There are eight different prime numbers less than or equal to 20 (2, 3, 5, 7, 11, 13, 17 and 19), so the flu-related absences can go on for up to eight days if each day has a different prime number of absences.

Beyond the trivia:

• The problem is only concerned with the total number of students absent, not the particular students absent.  If every day a different prime-number-size group of students were out sick, the absences could go on for a very long time.  There are 20! / (2!)(18!) = (20*19)/2 = 190 different groups of size 2, (20!) / (3!)(17!) = (20*19*18)/(3*2) = 1140 different groups of size 3, and so on.  The largest number of groups with a given prime-number-size happens at 11, with a total of (20!) / (9!)(11!) = 167,960 groups.  With 180 school days a year, it would take nearly a millennium just to exhaust just the possible groups of size 11, by which time all the students would presumably have completed the class!

To be done -
**A.** Rewrite the prime-number absence text from "There are eight" down to "number of absences.", swapping "absences" for "sick days".
**B.** Gather every line of the rows that contains the word "black".

Supplied material -

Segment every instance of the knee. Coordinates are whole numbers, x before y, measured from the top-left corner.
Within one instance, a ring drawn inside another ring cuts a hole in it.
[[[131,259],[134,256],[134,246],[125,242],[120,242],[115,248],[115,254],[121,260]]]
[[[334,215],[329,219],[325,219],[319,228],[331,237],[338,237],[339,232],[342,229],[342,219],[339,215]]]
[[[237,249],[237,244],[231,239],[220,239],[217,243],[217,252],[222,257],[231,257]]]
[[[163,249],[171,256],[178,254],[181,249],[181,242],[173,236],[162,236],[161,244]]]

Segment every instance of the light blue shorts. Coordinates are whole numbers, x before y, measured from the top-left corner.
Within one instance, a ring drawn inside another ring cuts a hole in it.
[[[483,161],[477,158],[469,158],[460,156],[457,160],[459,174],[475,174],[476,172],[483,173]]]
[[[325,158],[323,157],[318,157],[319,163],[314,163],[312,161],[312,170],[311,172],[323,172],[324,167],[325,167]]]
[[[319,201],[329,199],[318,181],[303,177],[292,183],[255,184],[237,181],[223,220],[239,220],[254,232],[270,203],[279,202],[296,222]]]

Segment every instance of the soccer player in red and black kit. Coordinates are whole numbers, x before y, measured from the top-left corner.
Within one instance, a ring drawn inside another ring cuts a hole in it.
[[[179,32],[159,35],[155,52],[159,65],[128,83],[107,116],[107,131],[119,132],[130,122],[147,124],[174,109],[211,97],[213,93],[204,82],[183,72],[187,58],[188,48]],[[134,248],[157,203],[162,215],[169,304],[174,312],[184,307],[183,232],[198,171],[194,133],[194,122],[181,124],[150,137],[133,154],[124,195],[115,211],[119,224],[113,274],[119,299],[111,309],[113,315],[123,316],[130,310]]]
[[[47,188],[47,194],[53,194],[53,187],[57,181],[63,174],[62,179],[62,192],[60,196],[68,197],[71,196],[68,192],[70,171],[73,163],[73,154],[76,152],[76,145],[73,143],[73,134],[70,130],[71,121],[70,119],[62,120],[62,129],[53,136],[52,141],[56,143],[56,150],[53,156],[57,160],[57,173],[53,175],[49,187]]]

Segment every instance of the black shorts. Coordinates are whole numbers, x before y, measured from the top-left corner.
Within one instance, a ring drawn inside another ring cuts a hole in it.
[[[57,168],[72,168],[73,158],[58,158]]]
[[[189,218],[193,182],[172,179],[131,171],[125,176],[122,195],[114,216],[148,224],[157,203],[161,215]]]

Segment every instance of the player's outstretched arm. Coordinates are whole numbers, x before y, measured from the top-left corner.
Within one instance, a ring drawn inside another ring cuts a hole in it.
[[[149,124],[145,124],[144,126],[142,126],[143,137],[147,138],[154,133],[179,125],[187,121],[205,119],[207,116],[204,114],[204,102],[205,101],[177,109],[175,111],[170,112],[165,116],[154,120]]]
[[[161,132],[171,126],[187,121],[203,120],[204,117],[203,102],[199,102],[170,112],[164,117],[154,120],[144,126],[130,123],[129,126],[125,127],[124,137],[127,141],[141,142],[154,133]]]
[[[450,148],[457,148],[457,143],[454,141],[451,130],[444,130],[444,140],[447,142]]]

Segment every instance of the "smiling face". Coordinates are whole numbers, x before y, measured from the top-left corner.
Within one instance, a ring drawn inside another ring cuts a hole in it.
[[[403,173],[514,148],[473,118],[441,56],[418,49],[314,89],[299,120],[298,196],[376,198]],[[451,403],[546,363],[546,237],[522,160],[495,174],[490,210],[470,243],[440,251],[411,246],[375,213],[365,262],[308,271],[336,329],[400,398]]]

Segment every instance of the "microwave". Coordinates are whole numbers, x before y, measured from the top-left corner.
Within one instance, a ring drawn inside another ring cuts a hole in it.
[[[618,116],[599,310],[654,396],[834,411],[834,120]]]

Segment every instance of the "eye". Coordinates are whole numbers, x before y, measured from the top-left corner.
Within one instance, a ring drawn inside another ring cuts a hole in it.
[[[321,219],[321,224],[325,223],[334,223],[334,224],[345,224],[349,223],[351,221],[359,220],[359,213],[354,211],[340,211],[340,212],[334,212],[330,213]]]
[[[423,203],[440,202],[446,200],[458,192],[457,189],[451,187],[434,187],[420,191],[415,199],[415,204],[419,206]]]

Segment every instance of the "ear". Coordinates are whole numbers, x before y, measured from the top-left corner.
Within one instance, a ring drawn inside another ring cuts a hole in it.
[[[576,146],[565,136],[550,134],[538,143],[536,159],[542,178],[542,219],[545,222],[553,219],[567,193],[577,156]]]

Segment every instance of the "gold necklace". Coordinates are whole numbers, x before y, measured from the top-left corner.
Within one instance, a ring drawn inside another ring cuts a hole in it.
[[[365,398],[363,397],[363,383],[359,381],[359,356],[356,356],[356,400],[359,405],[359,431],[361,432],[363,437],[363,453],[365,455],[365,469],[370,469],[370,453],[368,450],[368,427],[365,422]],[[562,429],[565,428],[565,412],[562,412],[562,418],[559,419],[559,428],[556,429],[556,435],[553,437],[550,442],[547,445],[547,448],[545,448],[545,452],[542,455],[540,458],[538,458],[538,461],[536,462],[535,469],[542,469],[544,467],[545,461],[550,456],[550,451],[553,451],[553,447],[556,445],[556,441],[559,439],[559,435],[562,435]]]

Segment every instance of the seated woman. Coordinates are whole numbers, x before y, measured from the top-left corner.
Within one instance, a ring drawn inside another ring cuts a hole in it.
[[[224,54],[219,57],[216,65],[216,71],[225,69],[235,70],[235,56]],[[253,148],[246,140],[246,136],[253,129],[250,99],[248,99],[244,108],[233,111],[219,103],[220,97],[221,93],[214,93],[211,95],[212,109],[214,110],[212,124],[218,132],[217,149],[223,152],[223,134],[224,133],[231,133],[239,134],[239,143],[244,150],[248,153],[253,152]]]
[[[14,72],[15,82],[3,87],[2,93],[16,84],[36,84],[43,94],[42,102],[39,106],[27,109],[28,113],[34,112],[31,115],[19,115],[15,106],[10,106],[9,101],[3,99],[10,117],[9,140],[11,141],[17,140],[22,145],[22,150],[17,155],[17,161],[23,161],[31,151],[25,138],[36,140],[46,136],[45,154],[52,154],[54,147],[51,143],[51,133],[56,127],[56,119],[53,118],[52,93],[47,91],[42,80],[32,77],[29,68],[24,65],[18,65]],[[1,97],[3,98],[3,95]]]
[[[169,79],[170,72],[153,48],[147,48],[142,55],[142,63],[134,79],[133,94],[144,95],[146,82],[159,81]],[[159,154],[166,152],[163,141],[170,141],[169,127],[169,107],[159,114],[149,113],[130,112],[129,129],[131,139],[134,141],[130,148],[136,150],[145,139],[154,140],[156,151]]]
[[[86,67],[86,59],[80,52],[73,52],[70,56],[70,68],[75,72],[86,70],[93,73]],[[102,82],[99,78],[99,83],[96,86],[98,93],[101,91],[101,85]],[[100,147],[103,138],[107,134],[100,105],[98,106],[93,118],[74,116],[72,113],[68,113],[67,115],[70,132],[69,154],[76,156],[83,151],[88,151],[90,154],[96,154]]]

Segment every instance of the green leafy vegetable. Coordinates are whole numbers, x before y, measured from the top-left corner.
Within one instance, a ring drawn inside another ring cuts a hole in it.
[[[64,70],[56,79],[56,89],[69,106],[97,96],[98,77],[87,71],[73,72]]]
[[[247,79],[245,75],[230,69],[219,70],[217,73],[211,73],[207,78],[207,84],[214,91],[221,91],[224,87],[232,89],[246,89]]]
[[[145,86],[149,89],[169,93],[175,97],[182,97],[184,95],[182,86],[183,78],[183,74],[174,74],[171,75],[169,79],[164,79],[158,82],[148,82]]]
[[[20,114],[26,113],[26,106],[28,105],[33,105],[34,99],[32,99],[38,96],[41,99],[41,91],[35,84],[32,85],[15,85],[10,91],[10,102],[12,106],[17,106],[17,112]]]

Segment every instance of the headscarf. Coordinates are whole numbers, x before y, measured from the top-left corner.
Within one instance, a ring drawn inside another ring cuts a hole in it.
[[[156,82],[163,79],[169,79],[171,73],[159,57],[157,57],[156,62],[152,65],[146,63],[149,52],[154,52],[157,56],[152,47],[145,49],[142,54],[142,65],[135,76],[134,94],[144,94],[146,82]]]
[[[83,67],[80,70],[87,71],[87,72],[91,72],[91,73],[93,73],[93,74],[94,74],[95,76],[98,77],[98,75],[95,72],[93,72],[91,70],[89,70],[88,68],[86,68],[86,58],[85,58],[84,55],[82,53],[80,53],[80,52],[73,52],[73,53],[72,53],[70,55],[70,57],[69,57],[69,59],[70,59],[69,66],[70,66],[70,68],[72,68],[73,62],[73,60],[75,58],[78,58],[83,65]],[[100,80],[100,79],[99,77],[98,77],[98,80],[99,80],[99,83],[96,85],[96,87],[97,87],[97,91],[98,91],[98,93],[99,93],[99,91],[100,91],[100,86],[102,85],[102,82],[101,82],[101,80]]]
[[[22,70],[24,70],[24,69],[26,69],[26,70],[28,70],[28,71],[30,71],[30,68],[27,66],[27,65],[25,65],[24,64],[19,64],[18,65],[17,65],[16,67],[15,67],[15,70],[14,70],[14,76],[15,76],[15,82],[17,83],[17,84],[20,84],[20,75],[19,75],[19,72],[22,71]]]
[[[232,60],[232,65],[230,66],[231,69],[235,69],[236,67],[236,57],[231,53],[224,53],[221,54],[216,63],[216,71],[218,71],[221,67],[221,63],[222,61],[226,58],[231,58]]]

Results -
**A.**
There are eight different prime numbers less than or equal to 20 (2, 3, 5, 7, 11, 13, 17 and 19), so the flu-related sick days can go on for up to eight days if each day has a different prime number of sick days.

**B.**
Segment every instance of the soccer player in red and black kit. Coordinates are whole numbers, x before y, measured from the top-left corner.
Segment every instance of the black shorts. Coordinates are whole numbers, x before y, measured from the top-left corner.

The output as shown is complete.